Turn the lines of the data below into a numbered list, dropping any blank lines.

--- start of Records for this exercise ---

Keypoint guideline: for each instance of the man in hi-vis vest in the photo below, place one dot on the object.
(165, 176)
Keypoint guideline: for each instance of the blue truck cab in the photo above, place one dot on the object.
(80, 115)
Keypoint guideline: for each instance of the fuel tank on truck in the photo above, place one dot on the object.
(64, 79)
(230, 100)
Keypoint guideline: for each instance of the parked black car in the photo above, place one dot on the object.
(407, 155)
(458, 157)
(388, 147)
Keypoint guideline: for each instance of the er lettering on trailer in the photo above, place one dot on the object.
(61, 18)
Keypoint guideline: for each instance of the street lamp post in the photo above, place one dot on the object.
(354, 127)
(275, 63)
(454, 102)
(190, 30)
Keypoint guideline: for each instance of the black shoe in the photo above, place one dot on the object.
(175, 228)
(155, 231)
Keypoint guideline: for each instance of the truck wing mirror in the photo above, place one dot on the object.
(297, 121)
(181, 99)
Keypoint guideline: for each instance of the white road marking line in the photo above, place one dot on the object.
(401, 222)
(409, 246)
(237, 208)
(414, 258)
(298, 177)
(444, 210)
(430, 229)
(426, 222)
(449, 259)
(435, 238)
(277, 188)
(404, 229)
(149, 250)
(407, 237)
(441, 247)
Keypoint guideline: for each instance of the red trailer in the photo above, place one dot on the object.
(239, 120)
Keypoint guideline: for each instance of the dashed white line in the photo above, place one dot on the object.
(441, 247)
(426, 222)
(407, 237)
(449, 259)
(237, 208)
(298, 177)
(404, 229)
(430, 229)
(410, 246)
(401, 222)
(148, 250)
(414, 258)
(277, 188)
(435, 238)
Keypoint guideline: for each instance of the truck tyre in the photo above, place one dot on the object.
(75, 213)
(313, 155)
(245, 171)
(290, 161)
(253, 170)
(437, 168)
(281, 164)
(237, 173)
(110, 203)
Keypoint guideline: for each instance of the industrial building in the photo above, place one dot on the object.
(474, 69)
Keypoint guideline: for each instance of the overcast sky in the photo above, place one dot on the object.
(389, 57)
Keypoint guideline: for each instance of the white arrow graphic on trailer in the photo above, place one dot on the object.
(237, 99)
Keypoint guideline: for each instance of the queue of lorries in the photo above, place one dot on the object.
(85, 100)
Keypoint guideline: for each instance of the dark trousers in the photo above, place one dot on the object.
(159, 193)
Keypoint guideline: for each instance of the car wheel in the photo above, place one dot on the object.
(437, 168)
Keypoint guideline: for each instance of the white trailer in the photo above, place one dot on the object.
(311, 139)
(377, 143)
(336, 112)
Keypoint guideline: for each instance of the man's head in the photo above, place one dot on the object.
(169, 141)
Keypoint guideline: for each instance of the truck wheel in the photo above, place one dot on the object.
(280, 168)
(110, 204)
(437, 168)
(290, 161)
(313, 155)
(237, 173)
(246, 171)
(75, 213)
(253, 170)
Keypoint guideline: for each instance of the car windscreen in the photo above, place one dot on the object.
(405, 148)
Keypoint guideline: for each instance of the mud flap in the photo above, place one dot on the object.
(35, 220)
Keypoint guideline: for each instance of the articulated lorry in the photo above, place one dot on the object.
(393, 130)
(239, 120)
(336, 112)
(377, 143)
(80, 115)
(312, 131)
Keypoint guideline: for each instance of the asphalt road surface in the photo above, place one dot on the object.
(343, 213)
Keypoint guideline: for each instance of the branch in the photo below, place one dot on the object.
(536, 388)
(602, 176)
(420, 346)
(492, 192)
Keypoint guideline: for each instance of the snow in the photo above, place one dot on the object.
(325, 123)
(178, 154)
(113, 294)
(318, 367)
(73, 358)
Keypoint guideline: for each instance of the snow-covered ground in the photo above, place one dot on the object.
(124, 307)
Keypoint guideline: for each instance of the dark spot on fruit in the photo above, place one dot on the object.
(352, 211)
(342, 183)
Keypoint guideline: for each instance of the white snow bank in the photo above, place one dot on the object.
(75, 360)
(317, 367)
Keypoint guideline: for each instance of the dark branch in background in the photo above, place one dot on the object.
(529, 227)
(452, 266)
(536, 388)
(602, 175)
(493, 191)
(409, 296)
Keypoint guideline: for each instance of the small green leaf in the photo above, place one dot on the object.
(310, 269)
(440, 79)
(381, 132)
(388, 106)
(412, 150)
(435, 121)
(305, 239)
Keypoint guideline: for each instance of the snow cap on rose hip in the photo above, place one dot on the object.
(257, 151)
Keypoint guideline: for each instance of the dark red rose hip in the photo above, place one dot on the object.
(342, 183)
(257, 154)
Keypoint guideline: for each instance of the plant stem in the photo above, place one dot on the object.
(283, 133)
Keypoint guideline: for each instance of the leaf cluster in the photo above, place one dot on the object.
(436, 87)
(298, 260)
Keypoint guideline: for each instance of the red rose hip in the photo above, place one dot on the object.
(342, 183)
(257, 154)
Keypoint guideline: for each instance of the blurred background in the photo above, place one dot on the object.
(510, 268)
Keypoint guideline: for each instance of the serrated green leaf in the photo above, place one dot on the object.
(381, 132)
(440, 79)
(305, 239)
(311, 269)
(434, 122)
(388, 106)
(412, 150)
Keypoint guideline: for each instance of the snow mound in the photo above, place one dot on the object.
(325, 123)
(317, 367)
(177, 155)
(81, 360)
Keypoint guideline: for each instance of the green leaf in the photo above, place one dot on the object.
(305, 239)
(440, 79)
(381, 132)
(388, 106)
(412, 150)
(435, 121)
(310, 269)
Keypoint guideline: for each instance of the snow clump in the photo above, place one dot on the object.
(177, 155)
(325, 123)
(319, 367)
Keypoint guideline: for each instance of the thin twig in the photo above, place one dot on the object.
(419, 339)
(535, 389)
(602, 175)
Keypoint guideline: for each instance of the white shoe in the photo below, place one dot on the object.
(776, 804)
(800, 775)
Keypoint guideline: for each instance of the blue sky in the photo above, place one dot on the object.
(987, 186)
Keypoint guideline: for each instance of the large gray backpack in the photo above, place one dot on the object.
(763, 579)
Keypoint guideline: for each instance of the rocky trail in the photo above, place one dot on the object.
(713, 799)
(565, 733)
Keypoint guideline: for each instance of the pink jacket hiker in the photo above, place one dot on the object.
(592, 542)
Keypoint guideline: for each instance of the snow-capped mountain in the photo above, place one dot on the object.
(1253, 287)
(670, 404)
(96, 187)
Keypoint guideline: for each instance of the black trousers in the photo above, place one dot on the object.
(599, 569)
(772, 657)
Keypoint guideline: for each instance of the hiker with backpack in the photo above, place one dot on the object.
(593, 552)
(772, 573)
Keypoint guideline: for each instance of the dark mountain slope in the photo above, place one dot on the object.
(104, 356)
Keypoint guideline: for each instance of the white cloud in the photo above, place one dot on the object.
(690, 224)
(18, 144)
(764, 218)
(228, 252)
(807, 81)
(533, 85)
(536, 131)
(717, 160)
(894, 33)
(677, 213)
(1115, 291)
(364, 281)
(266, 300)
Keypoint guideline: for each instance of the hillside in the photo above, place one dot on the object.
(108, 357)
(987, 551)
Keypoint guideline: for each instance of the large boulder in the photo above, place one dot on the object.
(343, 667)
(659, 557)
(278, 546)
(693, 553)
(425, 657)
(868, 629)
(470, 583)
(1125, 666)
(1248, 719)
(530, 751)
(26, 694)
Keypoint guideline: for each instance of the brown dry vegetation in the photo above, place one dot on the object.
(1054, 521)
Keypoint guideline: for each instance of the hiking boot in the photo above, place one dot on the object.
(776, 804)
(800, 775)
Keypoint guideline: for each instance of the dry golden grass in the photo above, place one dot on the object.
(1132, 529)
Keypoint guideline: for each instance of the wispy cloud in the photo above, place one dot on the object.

--- end of Records for this exercise ---

▶ Full solution
1. Keypoint guideline: for each instance of the man in hi-vis vest in the photo below, place one dot on the object.
2. (165, 176)
3. Keypoint guideline: for each instance of the blue truck cab in the photo above, place one dot on the object.
4. (80, 115)
5. Keypoint guideline: for each instance of the fuel tank on truck in the photo above, place one dot on the object.
6. (64, 79)
7. (230, 100)
8. Keypoint guideline: for each instance of the parked black car in the photo above, place one dot on the object.
9. (407, 155)
10. (458, 157)
11. (388, 147)
12. Keypoint guideline: for each instance of the er lettering on trailer in the photo above, place one dot on the object.
13. (61, 18)
14. Keypoint guideline: for each instance of the street lamp post in the photo above, place one dot on the object.
15. (354, 127)
16. (275, 63)
17. (454, 102)
18. (190, 30)
19. Keypoint guideline: for each instance of the black shoe in the photo above, place one dot on the object.
20. (175, 228)
21. (155, 231)
22. Keypoint guideline: for each instance of the truck wing mirror in the photo above, place one dot on the object.
23. (297, 121)
24. (181, 99)
25. Keypoint guideline: for each instance of the white road marking line in the photo above, place one dot on the object.
26. (401, 222)
27. (409, 246)
28. (237, 208)
29. (414, 258)
30. (298, 177)
31. (444, 210)
32. (430, 229)
33. (426, 222)
34. (449, 259)
35. (435, 238)
36. (277, 188)
37. (404, 229)
38. (149, 250)
39. (407, 237)
40. (441, 247)
41. Keypoint guideline: for each instance of the red trailer in the photo above, place one dot on the object.
42. (239, 120)
43. Keypoint guideline: for each instance of the dashed white line in the photo above, place one dot on the object.
44. (441, 247)
45. (426, 222)
46. (407, 237)
47. (449, 259)
48. (237, 208)
49. (298, 177)
50. (404, 229)
51. (430, 229)
52. (410, 246)
53. (401, 222)
54. (148, 250)
55. (414, 258)
56. (277, 188)
57. (435, 238)
58. Keypoint guideline: for each instance of the truck tyre in the photo above, place one dot on the object.
59. (75, 213)
60. (313, 155)
61. (245, 171)
62. (290, 161)
63. (253, 170)
64. (437, 168)
65. (281, 164)
66. (237, 173)
67. (110, 203)
68. Keypoint guideline: for each instance of the industrial building in the photo above, place one dot on the object.
69. (474, 69)
70. Keypoint guideline: for each instance of the overcast sky in the photo above, place one dot on the object.
71. (389, 57)
72. Keypoint guideline: for each instance of the white arrow graphic on trailer in the photo above, place one dot on the object.
73. (237, 99)
74. Keypoint guideline: for each instance of the queue of lorries in the photo above, place one dot on the object.
75. (85, 100)
76. Keypoint guideline: for each instance of the dark trousers in the photo above, place one dot on the object.
77. (159, 193)
78. Keypoint guideline: for each instance of the car wheel in the photo above, place one dot on the object.
79. (437, 168)
80. Keypoint guideline: for each instance of the white trailer in the photo above, place one dot on the object.
81. (311, 139)
82. (377, 143)
83. (336, 112)
84. Keypoint guideline: for each instance of the man's head in the photo above, place one dot on the object.
85. (169, 141)
86. Keypoint guideline: for each instance of the truck wheel in the photo above, place one dot on the object.
87. (280, 168)
88. (110, 204)
89. (437, 168)
90. (290, 161)
91. (313, 155)
92. (237, 173)
93. (246, 171)
94. (75, 213)
95. (253, 170)
96. Keypoint guideline: for each instance of the car windscreen in the photo above, place one dot on the object.
97. (405, 148)
98. Keypoint guideline: for each instance of the mud flap in the photo above, place one dot on the object.
99. (35, 220)
100. Keypoint guideline: for each instance of the articulated lorry in the photo above, place one dot on the object.
101. (393, 130)
102. (239, 120)
103. (336, 112)
104. (377, 143)
105. (80, 115)
106. (312, 131)
107. Keypoint guideline: for each instance of the asphalt road surface in the photo above, place one dot on the object.
108. (343, 213)
109. Keypoint guideline: for each instance of the branch in the photo below, place one dot on the object.
110. (536, 388)
111. (602, 176)
112. (420, 346)
113. (492, 192)
114. Keypoint guideline: for each instance of the snow in the photo above, place one dot on the object.
115. (325, 123)
116. (178, 154)
117. (113, 294)
118. (318, 367)
119. (73, 358)
120. Keypoint guideline: for each instance of the snow-covered ground in the photo above, place one dot on the object.
121. (124, 307)
122. Keypoint guideline: for each instance of the dark spot on fruit in the photo above, place one dot on the object.
123. (352, 211)
124. (342, 183)
125. Keypoint guideline: for each instance of the white snow bank in the photo above, place one dot on the object.
126. (75, 360)
127. (317, 367)
128. Keypoint guideline: for each instance of the dark branch in background in the photo above, place one dot on the object.
129. (529, 227)
130. (452, 266)
131. (536, 388)
132. (602, 175)
133. (493, 191)
134. (409, 296)
135. Keypoint guideline: for each instance of the small green leaf in the photo above, place one dot on the object.
136. (310, 269)
137. (440, 79)
138. (381, 132)
139. (388, 106)
140. (412, 150)
141. (435, 121)
142. (305, 239)
143. Keypoint guideline: for each instance of the snow cap on rose hip in the photo above, place one dot on the object.
144. (257, 151)
145. Keypoint guideline: for each instance of the dark red rose hip in the photo above, place one dot on the object.
146. (342, 183)
147. (257, 154)
148. Keypoint guideline: for each instance of the plant stem in the photo above, place one dot on the object.
149. (283, 133)
150. Keypoint guideline: for each instance of the leaf cluster in the photo above, place one dot on the object.
151. (436, 87)
152. (298, 260)
153. Keypoint guideline: for each instance of the red rose hip in the photo above, place one dot on the object.
154. (342, 183)
155. (257, 154)
156. Keypoint guideline: for each instance of the blurred background in the photo above, place one dot on the object.
157. (510, 268)
158. Keypoint guideline: for each instance of the serrated green leaf in the photo above, place one dot on the object.
159. (381, 132)
160. (440, 79)
161. (305, 239)
162. (311, 269)
163. (434, 122)
164. (388, 106)
165. (412, 150)
166. Keypoint guideline: for each instance of the snow mound in the photo above, place one dot on the object.
167. (325, 123)
168. (317, 367)
169. (177, 155)
170. (81, 360)
171. Keypoint guideline: for each instance of the green leaf in the photo above, place one dot on the object.
172. (305, 239)
173. (440, 79)
174. (381, 132)
175. (388, 106)
176. (412, 150)
177. (435, 121)
178. (310, 269)
179. Keypoint guideline: for each instance of the snow clump in the photo above, place one dot on the object.
180. (177, 155)
181. (325, 123)
182. (319, 367)
183. Keypoint guideline: for each instance of the thin twig in the photo above, place one dot on the object.
184. (419, 339)
185. (535, 389)
186. (602, 175)
187. Keypoint guideline: for each instance of the white shoe in the photo below, place one dot on the object.
188. (776, 804)
189. (800, 775)
190. Keypoint guideline: for each instance of the blue sky in the photo above, place one dot on the object.
191. (987, 186)
192. Keypoint guideline: for each instance of the large gray backpack in the photo above, place one dot on the object.
193. (763, 579)
194. Keypoint guideline: for each instance of the rocky trail in the photo above, place one dot on the object.
195. (713, 799)
196. (565, 733)
197. Keypoint guideline: for each instance of the pink jacket hiker in the photo above, place one dot on the object.
198. (592, 542)
199. Keypoint guideline: for each instance of the snow-capped mountain in the photo above, place one dot on the object.
200. (1253, 287)
201. (670, 404)
202. (96, 187)
203. Keypoint guideline: for each instance of the black trousers in the photo above, place one dot on the object.
204. (599, 569)
205. (772, 657)
206. Keypoint guideline: for each instance of the hiker with backpack in the photo above, place one dot on the object.
207. (593, 552)
208. (772, 573)
209. Keypoint guideline: for each instance of the dark mountain slope in the photo above, place one dot on the object.
210. (104, 356)
211. Keypoint guideline: for each instance of the white cloud in the photo above, place one dot on the object.
212. (690, 224)
213. (18, 144)
214. (764, 218)
215. (228, 252)
216. (807, 81)
217. (533, 85)
218. (536, 131)
219. (717, 160)
220. (894, 33)
221. (677, 213)
222. (1115, 291)
223. (364, 281)
224. (266, 300)
225. Keypoint guideline: for each instance of the hillside in the photo above, place one dot on the object.
226. (108, 357)
227. (987, 551)
228. Keypoint guideline: for each instance of the large boulder in the photo above, place one dot on the object.
229. (343, 667)
230. (659, 557)
231. (278, 546)
232. (693, 553)
233. (425, 657)
234. (868, 629)
235. (470, 583)
236. (1125, 666)
237. (1248, 719)
238. (530, 751)
239. (26, 694)
240. Keypoint guideline: for each instance of the brown dry vegetation in the photo above, place one dot on the object.
241. (1054, 521)
242. Keypoint guideline: for each instance of the hiking boot in the photo above, place one dot on the object.
243. (776, 804)
244. (800, 775)
245. Keypoint guideline: for each instance of the dry golden grass in the photo above, place one dot on the object.
246. (1132, 529)
247. Keypoint guideline: for each instance of the wispy cloud in the photo above, place one dot on the object.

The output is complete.